▶ [Short exercise 1]: Reproduce the rows without any changes, starting at the line that contains "# test: locate points for every instance of the television" and ending with the last of the rows.

▶ [Provided passage]:
** START **

Can you love Christmas and the planet too?

What would your dream green Christmas look like?

 I recently joined a ‘Crap-Free Christmas’ webinar (online session) hosted by Jen Gale, author of the Sustainable(ish) Living Guides and website, and all of us taking part were asking ourselves this question.

You know the familiar waste hierarchy of Reduce, Reuse, Recycle? Jen has added another layer that’s especially relevant for Christmas – Rethink.  As in, let’s rethink Christmas. We had a go at this during the session.

The problem

  • Twenty per cent of gifts are unwanted. One in 10 go to landfill.  
  • £220m is spent on Christmas jumpers every year. A quarter of these will be worn only once.
  • £280m is spent on office Secret Santas.
  • The miles of wrapping paper used at Christmas would almost reach to the moon.
  • A third of festive food is wasted – 250,000 tonnes; that would make 4.2m Christmas dinners. Two million turkeys and 74 million mince pies go to waste.
  • Council waste collections rise by 30 per cent at this time of year.

Some solutions

 First ask yourself, what do I want Christmas to mean to me and my family?

We are made to feel we should want a festival of excess and consumption. But when asked that question in the webinar most people answered:  down time, daft games, shared times, rest, relaxation. If your ‘love language’ (the way you express love) centres on presents, try to imagine alternatives, such as offering experiences, home-made gifts or volunteering your services.

 We discussed how to take away some of the tension that builds up at this time of year.  One suggestion was to slow down and avoid panic buying.  Then start a conversation with the like-minded souls in your life about how you might do things differently.

And start small – aim to change just one thing this year.  


  •  Don’t guess, ask!  Why buy random things in a mad spending rush just to get it out of the way when you could find out exactly what a person would like?   And play your part too by having suggestions ready when people ask what you or your kids would prefer.  

In her blog about The (Festive) Waste Hierarchy, Jen gives the reminder that the last resort of the hierarchy – Rot – also includes composting. She advises those who don’t yet have a council food waste collection to ‘consider asking Santa for a hot composter to go in your garden…’ We couldn’t agree more!

  • Make a pact to keep receipts so gifts can be exchanged.

** END **

▶ [Rows from a point annotation set]:
** START **

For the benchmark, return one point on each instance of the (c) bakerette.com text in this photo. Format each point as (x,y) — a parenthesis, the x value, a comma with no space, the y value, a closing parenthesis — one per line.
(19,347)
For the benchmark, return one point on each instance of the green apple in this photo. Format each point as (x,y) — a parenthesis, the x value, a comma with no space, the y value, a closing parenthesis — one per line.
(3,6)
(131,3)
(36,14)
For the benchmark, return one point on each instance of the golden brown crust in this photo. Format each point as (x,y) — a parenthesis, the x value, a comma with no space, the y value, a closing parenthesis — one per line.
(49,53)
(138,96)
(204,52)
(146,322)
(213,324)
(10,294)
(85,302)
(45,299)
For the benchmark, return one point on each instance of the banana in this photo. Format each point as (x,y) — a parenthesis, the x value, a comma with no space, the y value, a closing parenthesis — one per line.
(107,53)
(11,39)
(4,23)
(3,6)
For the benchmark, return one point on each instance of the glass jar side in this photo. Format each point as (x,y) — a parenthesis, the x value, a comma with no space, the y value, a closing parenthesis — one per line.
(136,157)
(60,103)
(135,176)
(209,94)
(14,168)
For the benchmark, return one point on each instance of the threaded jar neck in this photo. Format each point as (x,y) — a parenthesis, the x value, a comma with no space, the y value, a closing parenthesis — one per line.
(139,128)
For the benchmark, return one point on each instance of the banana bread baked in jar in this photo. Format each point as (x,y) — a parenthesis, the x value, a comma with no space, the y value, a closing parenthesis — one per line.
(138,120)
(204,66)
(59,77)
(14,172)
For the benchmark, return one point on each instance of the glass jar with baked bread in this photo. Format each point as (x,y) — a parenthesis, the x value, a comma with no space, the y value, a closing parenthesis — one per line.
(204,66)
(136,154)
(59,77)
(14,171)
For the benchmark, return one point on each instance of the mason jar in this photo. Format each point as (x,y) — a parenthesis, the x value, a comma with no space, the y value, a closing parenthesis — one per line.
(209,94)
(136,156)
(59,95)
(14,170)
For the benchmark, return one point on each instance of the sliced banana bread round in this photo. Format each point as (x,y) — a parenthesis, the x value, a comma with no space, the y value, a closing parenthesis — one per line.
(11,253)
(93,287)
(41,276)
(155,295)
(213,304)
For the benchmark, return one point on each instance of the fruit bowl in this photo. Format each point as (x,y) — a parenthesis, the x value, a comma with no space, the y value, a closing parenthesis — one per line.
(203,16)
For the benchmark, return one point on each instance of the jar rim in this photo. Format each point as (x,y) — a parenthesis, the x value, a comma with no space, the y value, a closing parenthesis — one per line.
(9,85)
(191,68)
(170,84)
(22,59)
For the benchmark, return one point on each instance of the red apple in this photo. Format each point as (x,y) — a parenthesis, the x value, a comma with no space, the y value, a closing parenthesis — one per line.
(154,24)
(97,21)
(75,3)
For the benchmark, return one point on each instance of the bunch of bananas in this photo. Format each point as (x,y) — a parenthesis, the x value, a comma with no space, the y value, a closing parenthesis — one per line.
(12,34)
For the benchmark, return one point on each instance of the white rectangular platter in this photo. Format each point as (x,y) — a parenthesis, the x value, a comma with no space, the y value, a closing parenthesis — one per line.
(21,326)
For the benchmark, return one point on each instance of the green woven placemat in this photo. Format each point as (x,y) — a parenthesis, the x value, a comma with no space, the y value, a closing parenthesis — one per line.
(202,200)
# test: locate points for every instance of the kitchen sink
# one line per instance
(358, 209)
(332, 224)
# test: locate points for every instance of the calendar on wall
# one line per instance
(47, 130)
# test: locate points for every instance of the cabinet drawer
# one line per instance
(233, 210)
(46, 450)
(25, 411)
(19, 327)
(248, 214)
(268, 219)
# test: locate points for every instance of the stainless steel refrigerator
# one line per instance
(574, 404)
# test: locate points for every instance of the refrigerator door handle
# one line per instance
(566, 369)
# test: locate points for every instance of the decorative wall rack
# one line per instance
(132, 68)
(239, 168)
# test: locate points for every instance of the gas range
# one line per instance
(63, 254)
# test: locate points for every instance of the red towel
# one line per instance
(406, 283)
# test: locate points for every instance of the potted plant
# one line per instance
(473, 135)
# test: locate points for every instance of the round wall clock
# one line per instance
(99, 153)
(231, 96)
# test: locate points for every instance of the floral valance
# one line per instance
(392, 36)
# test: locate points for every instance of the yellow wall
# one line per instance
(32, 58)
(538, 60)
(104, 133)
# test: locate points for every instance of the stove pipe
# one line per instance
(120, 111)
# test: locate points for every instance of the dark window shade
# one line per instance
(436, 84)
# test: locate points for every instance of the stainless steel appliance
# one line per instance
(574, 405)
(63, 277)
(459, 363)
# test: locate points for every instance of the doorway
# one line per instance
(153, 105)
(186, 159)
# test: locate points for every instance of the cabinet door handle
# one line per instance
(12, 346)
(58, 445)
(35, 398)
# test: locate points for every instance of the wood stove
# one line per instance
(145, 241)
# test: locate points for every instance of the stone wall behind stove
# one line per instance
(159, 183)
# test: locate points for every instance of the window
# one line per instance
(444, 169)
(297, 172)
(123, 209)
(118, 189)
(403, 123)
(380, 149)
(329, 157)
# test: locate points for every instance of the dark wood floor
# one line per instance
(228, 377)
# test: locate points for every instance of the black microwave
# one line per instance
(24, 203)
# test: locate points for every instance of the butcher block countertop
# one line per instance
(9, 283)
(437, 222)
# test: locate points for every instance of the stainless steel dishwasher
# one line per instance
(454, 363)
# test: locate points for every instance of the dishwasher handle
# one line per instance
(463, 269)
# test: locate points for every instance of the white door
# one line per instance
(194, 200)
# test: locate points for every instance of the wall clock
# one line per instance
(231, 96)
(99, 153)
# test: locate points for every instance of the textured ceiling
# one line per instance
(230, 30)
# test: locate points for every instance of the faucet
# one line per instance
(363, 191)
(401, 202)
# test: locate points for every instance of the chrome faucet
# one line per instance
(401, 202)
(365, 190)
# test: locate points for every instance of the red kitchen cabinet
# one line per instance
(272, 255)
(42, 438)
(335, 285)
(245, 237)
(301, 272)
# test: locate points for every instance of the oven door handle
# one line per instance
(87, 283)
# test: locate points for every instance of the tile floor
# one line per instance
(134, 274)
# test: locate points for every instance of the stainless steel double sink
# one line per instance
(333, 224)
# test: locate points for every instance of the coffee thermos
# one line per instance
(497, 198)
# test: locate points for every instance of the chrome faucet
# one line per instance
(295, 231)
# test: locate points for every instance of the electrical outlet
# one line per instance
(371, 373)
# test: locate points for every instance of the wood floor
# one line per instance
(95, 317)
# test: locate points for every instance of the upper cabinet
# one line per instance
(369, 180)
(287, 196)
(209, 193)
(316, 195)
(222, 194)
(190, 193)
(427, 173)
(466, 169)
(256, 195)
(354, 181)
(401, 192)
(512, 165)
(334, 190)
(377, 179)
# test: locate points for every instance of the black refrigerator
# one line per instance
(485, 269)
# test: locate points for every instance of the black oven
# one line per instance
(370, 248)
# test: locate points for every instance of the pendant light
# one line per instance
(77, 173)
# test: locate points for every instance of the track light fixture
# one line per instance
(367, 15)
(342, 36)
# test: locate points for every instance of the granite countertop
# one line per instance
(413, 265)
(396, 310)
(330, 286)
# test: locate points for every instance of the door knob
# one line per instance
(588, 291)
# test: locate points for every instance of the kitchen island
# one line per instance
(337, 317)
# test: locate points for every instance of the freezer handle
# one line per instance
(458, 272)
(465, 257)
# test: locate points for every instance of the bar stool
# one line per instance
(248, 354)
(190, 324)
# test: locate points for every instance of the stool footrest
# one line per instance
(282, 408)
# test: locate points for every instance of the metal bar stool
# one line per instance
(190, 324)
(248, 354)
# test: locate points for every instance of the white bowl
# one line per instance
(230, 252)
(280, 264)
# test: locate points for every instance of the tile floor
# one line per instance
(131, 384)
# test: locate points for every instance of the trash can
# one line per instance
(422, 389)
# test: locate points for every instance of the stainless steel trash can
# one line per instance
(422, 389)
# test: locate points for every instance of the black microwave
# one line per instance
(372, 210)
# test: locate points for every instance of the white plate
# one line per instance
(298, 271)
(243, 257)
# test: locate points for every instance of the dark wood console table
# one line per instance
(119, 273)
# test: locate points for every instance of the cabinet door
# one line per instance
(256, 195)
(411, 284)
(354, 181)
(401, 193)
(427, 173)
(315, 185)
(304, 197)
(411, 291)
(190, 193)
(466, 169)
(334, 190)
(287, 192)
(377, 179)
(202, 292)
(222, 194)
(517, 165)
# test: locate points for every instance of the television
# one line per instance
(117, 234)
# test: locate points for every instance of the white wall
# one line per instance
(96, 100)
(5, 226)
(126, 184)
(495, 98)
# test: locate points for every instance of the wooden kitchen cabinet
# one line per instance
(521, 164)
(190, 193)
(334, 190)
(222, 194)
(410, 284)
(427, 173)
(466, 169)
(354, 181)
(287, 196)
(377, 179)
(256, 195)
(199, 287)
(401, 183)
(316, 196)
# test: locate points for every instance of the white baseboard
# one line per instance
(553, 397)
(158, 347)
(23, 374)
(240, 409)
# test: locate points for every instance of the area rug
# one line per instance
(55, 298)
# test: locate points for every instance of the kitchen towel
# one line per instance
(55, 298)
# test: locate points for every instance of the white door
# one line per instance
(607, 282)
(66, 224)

** END **

▶ [Short exercise 2]: Write the next part of the post about having a greener Christmas, picking up after its final line.

▶ [Task answer 1]:
# test: locate points for every instance of the television
# one line per instance
(117, 234)
# test: locate points for every instance of the white wall
# one line per instance
(96, 100)
(5, 226)
(126, 184)
(495, 98)
# test: locate points for every instance of the wooden kitchen cabinet
# one line per instance
(521, 164)
(190, 193)
(334, 190)
(222, 194)
(410, 284)
(427, 173)
(466, 169)
(354, 181)
(287, 196)
(377, 179)
(256, 195)
(199, 287)
(401, 183)
(316, 196)
# test: locate points for every instance of the white baseboard
# one line per instance
(553, 397)
(158, 347)
(23, 374)
(240, 409)
# test: locate points for every instance of the area rug
# one line per instance
(55, 298)
# test: locate points for every instance of the kitchen towel
# one line per instance
(55, 298)
# test: locate points for every instance of the white door
# one line per instance
(607, 282)
(66, 224)

▶ [Task answer 2]:
  • Do a family Secret Santa (someone suggested Elfster – the online Secret Santa gift generator). Or a second-hand Secret Santa – get a second-hand book, for example, or give a book that you’ve enjoyed. Try WOB (World of Books) – the second-hand online book shop.
  • Resist novelty gifts – they’re usually wasted.
  • Try charity shops for stocking fillers and Christmas jumpers.
  • Buy locally and ethically. Make a pact that 50 per cent of gifts will come from local shops.
  • Make treats as gifts and look out for containers throughout the year to present them in. (This is especially good for pupils to give to teachers). Jen recommends her favourite fudge recipe which can be adjusted with festive flavours.  I tried this out last week as a thank you gift for some work colleagues, one of whom is vegan. So I made a vegan version by using coconut ‘double cream’. I’ll admit that something went a bit wrong with the consistency – I don’t know if it was me or the coconut cream. Let’s blame the cream. To avoid accusations of fudge fraud, I renamed the treats vanilla drops. They were still delicious, even though I had to issue a health and safety warning to suck rather than chew or they’d superglue themselves to unsuspecting teeth. They were greatly appreciated, especially by the vegan recipient. It’s the thought that counts, I told him.

It’s the thought that counts – festive vegan ‘vanilla drops’.


  • Use gifts bags and keep recirculating them.
  • Babipur and Cascayde sell paper-based tape that can be recycled.
  • Furoshiki is a Japanese custom of wrapping gifts in a square piece of reuseable cloth. There are methods online that take seconds to learn.


The carbon footprint of cards comes not just from the card and paper but also the postal service.  Could you send an e-card or make a phone or video call instead to loved ones, especially those in far-flung places?

The modern custom of pupils giving cards to everyone in the class uses two trees’ worth of card and paper per school. Start a conversation about this – suggest the children send one card to the whole class and put them on display or have a Card Secret Santa. This would of course also alleviate the stress of getting kids to write 29 cards or giving up and writing them all yourself. Yes, I’ve been there. Madness.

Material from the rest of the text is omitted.